**Task 1**. According to the financial passage on secured borrowings and interest expense, what was interest expense in the Longbridge segment for the year ended December 31, 2025?
**Task 2**. Write the next part of the financial passage on secured borrowings and interest expense, starting after its last sentence.

The following table summarizes our aggregate secured borrowings, including repos and Total other secured borrowings, for the years ended December 31, 2025 and 2024.
Year Ended
December 31, 2025 December 31, 2024
Collateral for Secured Borrowing Average
Borrowings
Interest Expense Average
Cost of
Funds
Average
Borrowings
Interest Expense Average
Cost of
Funds
(In thousands)
Credit $ 3,553,366 $ 180,814 5.09 % $ 3,279,732 $ 177,037 5.40 %
Agency RMBS 181,476 8,140 4.49 % 447,668 24,574 5.49 %
Subtotal(1)
3,734,842 188,954 5.06 % 3,727,400 201,611 5.41 %
U.S. Treasury Securities 126,633 5,658 4.47 % 230,950 12,344 5.34 %
Total $ 3,861,475 $ 194,612 5.04 % $ 3,958,350 $ 213,955 5.41 %
(1)Excludes U.S. Treasury securities.
Among other instruments, we use interest rate swaps to hedge against the risk of rising interest rates. If we were to include as a component of our cost of funds the actual and accrued periodic payments on our interest rate swaps used to hedge our assets, our total average cost of funds would decrease to 4.17% and 4.30% for the years ended December 31, 2025 and 2024, respectively. Excluding the Catch-up Amortization Adjustment, our net interest margin, defined as the average yield on our portfolio of yield-bearing assets less the average cost of funds on our secured borrowings (including actual and accrued periodic payments on interest rate swaps as described above), was 3.18% and 2.73% for the years ended December 31, 2025 and 2024, respectively. These metrics do not include costs associated with any unsecured debt or costs associated with other instruments that we use to hedge interest rate risk, such as TBAs and futures.
Longbridge
Interest expense in the Longbridge segment primarily relates to Other secured borrowings and repurchase agreements. For the years ended December 31, 2025 and 2024, interest expense in the Longbridge segment was $84.7 million and $45.2 million, respectively. The increase in interest expense in the current period was primarily due to a significant increase in our average borrowings on proprietary reverse mortgage loans as well as an increase in interest expense on securities sold short, partially offset by a significant decrease in financing rates for the year ended December 31, 2025.
The table below summarizes the components of interest expense in the Longbridge segment for the years ended December 31, 2025 and 2024.
Year Ended
(In thousands) December 31, 2025 December 31, 2024
Repos and Total Other Secured Borrowings $ 75,206 $ 41,055
Securities Sold Short (1)
9,448 4,111
Other - 21
Total $ 84,654 $ 45,187
(1)Amount includes the related net accretion and amortization of purchase discounts and premiums.
For the year ended December 31, 2025, our average borrowings in the Longbridge segment were $1.3 billion and our average cost of funds was 5.60%. This compares to average borrowings of $555.7 million and an average cost of funds of 7.39% for the year ended December 31, 2024.

**Extracted material**.

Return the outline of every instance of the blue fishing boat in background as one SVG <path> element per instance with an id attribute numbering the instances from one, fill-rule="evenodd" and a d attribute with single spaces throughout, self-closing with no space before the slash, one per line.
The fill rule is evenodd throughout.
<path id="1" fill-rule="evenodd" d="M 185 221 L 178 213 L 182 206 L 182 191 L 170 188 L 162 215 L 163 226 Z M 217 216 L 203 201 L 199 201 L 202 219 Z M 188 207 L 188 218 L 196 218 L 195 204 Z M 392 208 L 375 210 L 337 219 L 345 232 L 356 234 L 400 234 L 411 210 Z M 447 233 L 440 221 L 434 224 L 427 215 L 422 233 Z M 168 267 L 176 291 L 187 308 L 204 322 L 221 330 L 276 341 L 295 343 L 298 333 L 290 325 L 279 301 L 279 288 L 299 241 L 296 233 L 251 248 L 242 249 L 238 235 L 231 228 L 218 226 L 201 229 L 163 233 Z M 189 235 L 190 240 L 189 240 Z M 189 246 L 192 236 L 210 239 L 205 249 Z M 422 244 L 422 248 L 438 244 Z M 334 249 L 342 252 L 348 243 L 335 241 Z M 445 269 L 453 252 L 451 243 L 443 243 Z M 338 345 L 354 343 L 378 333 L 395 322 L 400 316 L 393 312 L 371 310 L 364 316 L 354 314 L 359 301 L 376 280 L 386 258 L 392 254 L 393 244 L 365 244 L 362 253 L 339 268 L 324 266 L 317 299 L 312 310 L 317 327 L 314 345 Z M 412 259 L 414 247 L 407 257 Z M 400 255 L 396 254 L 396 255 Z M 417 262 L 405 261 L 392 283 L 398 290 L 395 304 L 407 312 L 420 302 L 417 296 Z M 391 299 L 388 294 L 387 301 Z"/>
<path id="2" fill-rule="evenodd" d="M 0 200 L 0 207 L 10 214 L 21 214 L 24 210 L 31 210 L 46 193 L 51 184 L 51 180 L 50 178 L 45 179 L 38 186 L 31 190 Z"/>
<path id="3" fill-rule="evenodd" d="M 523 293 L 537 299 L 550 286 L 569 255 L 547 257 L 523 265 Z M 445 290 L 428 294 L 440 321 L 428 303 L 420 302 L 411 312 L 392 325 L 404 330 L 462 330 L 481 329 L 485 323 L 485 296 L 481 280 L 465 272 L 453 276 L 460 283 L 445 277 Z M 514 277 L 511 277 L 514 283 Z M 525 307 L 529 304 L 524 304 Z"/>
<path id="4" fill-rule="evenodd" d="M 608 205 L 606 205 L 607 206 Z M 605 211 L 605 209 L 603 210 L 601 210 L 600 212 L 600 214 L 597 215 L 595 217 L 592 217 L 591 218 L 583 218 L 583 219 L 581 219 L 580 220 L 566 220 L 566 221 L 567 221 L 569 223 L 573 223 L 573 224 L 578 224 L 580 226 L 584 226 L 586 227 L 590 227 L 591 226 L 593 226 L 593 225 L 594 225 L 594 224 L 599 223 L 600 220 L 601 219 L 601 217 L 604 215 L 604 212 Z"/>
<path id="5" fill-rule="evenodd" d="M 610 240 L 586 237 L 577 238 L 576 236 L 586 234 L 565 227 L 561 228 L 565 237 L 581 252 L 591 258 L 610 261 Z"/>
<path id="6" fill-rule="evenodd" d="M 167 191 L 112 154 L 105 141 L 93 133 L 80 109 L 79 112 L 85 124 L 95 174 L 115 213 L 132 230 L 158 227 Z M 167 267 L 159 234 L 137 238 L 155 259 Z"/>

**Result 1**. $84.7 million.

**Result 2**.
Corporate/Other
Certain items of interest expense are not allocable to either the investment portfolio segment or the Longbridge segment, such as interest expense on our Unsecured borrowings and certain cash collateral held by us. Total interest expense not allocable to either the investment portfolio segment or the Longbridge segment was $23.4 million and $18.3 million for the years ended December 31, 2025 and 2024, respectively. The rise in interest expense during the current period was primarily due to an increase in the amount of unsecured notes outstanding in the current year.
The table below summarizes the components of interest expense not included in either segment for the years ended December 31, 2025 and 2024.
Year Ended
(In thousands) December 31, 2025 December 31, 2024
Unsecured borrowings $ 23,381 $ 18,208
Other 18 67
Total $ 23,399 $ 18,275
Base Management Fees
Corporate/Other
For the year ended December 31, 2025, the net base management fee, which is based on total equity at the end of each quarter less any applicable rebates our Manager credited us, was $25.4 million as compared to $23.5 million for the year ended December 31, 2024. The increase in the net base management fee period over period was due to a larger capital base at the end of each fiscal quarter of 2025, as compared to 2024. See Note 16 of the notes to our consolidated financial statements for further detail on management fee rebates.
Incentive Fees
Corporate/Other
Each quarter, in addition to the base management fee, our Manager is also entitled to an incentive fee if our performance (as measured by adjusted net income, as defined in the management agreement) over the relevant rolling four quarter calculation period (including any opening loss carryforward) exceeds a defined return hurdle for the period. For the year ended December 31, 2025, we incurred an incentive fee of $4.5 million. No incentive fee was incurred for the year ended December 31, 2024, since for each quarter our income did not exceed the prescribed hurdle amount on a rolling four quarter basis. Because our operating results can vary materially from one period to another, incentive fee expense can be highly variable.
Investment and Transaction Related Expenses
Investment and transaction related expenses consist of servicing fees on our mortgage and consumer loans, origination expenses, as well as various other expenses and fees directly related to our financial assets and certain financial liabilities carried at fair value. For the years ended December 31, 2025 and 2024, investment and transaction related expenses were $80.8 million and $57.1 million, respectively.
Investment Portfolio
For the years ended December 31, 2025 and 2024, Investment and transaction related expenses in our investment portfolio segment were $22.2 million and $15.2 million, respectively. The increase in investment and transaction related expenses was primarily due to an increase in due diligence expenses on newly originated loans we purchased, as well as an increase in servicing expense on our larger average residential and commercial mortgage loan portfolios during the period.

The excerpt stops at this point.